━━ Page excerpt

The Catholic bishops have expressed regret at pre-conditions for applicants in recent advertisements for medical posts at the National Maternity Hospital in Dublin.
One of the main preconditions for applicants for the posts in obstetrics and anaesthesia was a requirement to carry out elective abortions if appointed.
"The consequence for the entire training and recruitment of doctors to work in these positions in hospitals in Ireland is greatly undermined by these advertisements," they said.
In a statement on Wednesday, the bishops said “this precondition runs totally counter to a doctor’s constitutional and human right to freedom of conscience.
“A doctor who is eminently qualified to work as a consultant in these fields is denied employment in these roles because of his/her conscience. Doctors who are pro-life and who may have spent over a decade training in these areas and who may otherwise be the best candidate for these positions are now advised that, should they apply, they would not be eligible for consideration.”
‘Freedom of conscience’
This, they said, “totally undermines the whole concept of freedom of conscience which was guaranteed in the recent legislation”.
The statement was issued following the bishops' spring meeting at Maynooth which concluded on Wednesday evening.
They also announced that Bishop of Elphin Kevin Doran is to chair the new Council for Life, while Fr Dermot Meehan, administrator of Achonry diocese, has been appointed a member.
A spokesman for the National Maternity Hospital said it had already clarified that these particular additional posts were specifically funded by the HSE for the provision of termination of pregnancy services.

━━━━

* [Task item A] Can you print, unchanged, the part of the maternity hospital article that opens with the words containing "A spokesman for" and closes with "of pregnancy services."?
* [Task item B] Could you carry on the maternity hospital article, picking up after its final sentence?
The data that comes next has no connection to the maternity hospital article.

━━ Entries shown

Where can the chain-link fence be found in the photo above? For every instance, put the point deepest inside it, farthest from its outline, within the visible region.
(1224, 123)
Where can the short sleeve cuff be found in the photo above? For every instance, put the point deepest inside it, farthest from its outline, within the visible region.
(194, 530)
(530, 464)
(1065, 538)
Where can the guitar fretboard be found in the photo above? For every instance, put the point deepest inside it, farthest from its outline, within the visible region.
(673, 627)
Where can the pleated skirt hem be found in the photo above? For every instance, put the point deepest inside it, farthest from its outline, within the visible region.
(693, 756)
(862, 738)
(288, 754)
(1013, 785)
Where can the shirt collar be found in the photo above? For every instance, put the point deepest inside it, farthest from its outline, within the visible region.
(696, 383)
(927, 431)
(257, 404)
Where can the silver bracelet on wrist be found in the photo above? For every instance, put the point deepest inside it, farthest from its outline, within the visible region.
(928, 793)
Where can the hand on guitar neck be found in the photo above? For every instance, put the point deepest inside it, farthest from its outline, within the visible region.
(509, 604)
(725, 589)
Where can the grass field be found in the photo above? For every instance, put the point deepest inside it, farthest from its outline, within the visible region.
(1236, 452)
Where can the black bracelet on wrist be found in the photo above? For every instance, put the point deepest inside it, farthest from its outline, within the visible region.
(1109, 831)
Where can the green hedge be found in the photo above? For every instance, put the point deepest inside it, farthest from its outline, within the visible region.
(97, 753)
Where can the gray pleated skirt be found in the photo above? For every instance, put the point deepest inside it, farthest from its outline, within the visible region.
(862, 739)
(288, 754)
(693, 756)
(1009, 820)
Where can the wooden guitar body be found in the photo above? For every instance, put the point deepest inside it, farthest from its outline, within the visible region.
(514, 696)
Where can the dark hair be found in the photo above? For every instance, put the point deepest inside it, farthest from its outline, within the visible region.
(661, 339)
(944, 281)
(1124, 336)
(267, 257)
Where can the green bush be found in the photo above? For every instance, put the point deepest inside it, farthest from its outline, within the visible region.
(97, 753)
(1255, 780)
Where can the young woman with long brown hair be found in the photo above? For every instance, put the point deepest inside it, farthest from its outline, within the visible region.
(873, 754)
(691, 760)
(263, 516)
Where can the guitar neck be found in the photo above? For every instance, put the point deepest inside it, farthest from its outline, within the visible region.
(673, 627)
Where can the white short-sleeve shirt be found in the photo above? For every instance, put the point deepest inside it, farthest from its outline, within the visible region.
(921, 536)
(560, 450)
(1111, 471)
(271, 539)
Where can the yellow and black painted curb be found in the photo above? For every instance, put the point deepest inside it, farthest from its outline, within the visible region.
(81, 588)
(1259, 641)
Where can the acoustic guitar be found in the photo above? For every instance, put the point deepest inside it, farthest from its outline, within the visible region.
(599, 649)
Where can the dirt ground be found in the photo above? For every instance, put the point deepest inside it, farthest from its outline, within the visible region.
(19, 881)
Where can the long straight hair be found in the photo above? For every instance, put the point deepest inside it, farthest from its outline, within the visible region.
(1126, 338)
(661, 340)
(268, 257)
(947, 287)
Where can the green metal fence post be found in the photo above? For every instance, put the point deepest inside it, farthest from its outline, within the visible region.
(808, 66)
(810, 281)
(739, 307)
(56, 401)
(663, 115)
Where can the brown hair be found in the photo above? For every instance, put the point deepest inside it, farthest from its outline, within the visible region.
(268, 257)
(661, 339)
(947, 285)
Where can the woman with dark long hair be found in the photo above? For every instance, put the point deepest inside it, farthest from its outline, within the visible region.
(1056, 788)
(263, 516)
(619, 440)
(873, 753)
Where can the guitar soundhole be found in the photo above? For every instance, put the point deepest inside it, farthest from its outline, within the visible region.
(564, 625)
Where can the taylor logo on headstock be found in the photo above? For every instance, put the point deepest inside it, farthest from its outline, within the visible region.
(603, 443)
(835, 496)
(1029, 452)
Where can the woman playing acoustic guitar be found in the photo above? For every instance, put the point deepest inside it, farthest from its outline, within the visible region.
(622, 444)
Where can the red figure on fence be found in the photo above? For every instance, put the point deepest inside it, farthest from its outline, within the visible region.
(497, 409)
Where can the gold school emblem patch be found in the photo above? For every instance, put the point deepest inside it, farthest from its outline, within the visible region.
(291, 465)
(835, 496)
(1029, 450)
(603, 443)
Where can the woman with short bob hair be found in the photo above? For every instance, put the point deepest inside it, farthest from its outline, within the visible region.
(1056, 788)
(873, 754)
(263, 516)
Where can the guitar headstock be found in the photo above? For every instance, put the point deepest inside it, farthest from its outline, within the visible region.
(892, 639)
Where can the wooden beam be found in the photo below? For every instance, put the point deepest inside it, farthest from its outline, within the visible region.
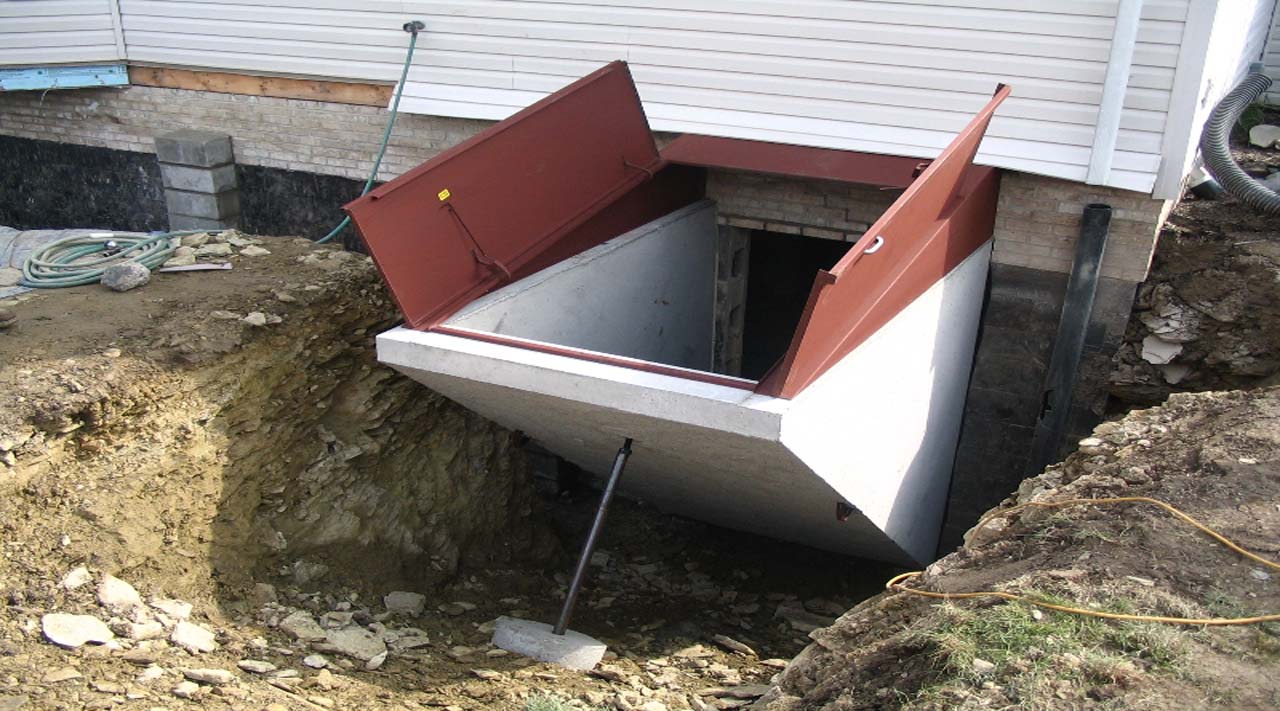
(252, 85)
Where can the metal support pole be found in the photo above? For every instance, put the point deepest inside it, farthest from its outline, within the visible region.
(620, 463)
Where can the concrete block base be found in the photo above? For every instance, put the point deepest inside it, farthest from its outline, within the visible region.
(199, 173)
(536, 641)
(187, 222)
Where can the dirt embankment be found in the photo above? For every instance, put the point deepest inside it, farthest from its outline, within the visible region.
(1212, 455)
(216, 469)
(167, 432)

━━━━

* [Task answer A]
A spokesman for the National Maternity Hospital said it had already clarified that these particular additional posts were specifically funded by the HSE for the provision of termination of pregnancy services.

* [Task answer B]
“They are therefore for individuals willing to contribute to the provision of these services. Other past and future posts are not affected. The conscientious objection guidelines for staff in both hospitals remain unchanged,” he said.
The bishops also encouraged people to support this year’s Trócaire Lenten appeal to assist the agency’s work in the developing world. Close to one million Trócaire boxes have been distributed throughout Ireland to parishes and schools.
This year's Trócaire campaign is highlighting stories of people in Uganda, Guatemala and Syria who have lost their land, either through corporate land grabs, war or because they are women. Last year, Trócaire helped 2.8 million people in some of the world's poorest countries.
Two of Trócaire's former executive directors were honoured for their work with the agency. Justin Kilcullen, who served from 1993 to 2013, was conferred with the Papal Knighthood of the Equestrian Order of Saint Gregory the Great; while Éamonn Meehan, who held the post from 2013 to 2018, was awarded an honorary doctorate in theology from St Patrick's College, Maynooth.